Repeat all of the data precisely.
------ Dataset records ------
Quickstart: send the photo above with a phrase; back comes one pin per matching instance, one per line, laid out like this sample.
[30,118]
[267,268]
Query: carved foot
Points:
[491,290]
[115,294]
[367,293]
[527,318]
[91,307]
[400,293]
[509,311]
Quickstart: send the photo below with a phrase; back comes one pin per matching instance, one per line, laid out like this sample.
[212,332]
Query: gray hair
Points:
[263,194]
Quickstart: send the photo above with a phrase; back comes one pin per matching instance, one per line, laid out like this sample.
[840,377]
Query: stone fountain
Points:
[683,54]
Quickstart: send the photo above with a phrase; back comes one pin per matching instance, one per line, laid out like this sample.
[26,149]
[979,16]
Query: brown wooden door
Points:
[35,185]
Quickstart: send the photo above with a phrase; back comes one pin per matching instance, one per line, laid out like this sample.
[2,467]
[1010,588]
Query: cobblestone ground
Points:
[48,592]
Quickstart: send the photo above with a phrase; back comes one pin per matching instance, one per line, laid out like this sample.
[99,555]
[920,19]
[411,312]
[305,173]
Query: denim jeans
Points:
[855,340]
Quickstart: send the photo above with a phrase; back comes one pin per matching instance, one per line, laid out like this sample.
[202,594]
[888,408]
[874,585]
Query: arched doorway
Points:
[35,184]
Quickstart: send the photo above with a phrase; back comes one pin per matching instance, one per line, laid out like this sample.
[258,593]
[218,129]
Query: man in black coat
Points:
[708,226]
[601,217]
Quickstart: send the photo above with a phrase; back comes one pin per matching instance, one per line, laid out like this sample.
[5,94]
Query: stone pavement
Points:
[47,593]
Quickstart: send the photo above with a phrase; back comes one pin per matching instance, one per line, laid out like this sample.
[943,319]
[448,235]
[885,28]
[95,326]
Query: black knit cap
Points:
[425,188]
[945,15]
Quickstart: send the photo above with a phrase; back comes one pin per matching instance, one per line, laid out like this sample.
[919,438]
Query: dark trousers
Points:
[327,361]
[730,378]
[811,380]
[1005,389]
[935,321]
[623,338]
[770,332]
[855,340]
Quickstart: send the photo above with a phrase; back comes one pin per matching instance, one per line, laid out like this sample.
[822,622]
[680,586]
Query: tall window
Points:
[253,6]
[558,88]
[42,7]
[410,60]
------
The output:
Quickstart: send the photo above with a phrase; back comes one pin per matching instance, one per line, laid out like this sample.
[30,118]
[267,268]
Query: carved foot
Points:
[491,290]
[115,294]
[367,293]
[527,318]
[91,307]
[400,293]
[509,311]
Quickstart: send the photo below with a phrase; back comes one pin per matching instance, one per line, laid out like this sample.
[212,332]
Query: gray hair
Points:
[263,194]
Quickstart: send the photo above with a phrase; back comes one pin per matching instance, one per line, laid out like this sample.
[840,377]
Query: stone fountain
Points:
[683,54]
Quickstart: send the photo above with a phrase; back comes one pin per matching instance, one per line, laid out like this sample.
[26,149]
[979,16]
Query: brown wooden door
Points:
[35,185]
Quickstart: send the photo above with a phrase; back comes one pin per matching instance, one per line, laid out like this sample.
[2,467]
[1010,588]
Query: cobblestone ground
Points:
[48,592]
Quickstart: send the photo above with a phrase; back comes one pin per matching instance, one per line, laid out like this sample.
[99,555]
[920,19]
[411,312]
[305,173]
Query: denim jeans
Points:
[855,340]
Quickstart: send the photo above with a phrase; back comes one pin per matching instance, one per line, laid out like this sample.
[202,594]
[888,408]
[874,585]
Query: arched doorway
Points:
[35,184]
Quickstart: send the photo above with a phrase; back comes one pin per matching instance, one per line, laid out like this sample.
[258,593]
[218,129]
Query: man in black coat
Points:
[708,226]
[601,217]
Quickstart: send the photo above with a phrase; back comes one pin per matching instance, one per line, laid out like this sample.
[5,94]
Query: stone pavement
Points:
[47,593]
Quickstart: send the photo above with a phrase; back comes one pin per matching instance, one per line, laid out like this sample.
[943,319]
[448,235]
[885,28]
[95,326]
Query: black knit cap
Points:
[425,188]
[945,15]
Quickstart: send the photo above with a phrase; back comes one pin per matching instance, one per line, laid out like this sample.
[919,438]
Query: dark trousers
Points:
[327,361]
[730,378]
[811,380]
[1005,389]
[935,321]
[623,338]
[770,332]
[855,340]
Quickstart: send the photo above with a phrase; back comes one pin per matching instance, one per line, laid out like this sample.
[822,622]
[680,586]
Query: tall window
Points:
[253,6]
[558,88]
[42,7]
[410,60]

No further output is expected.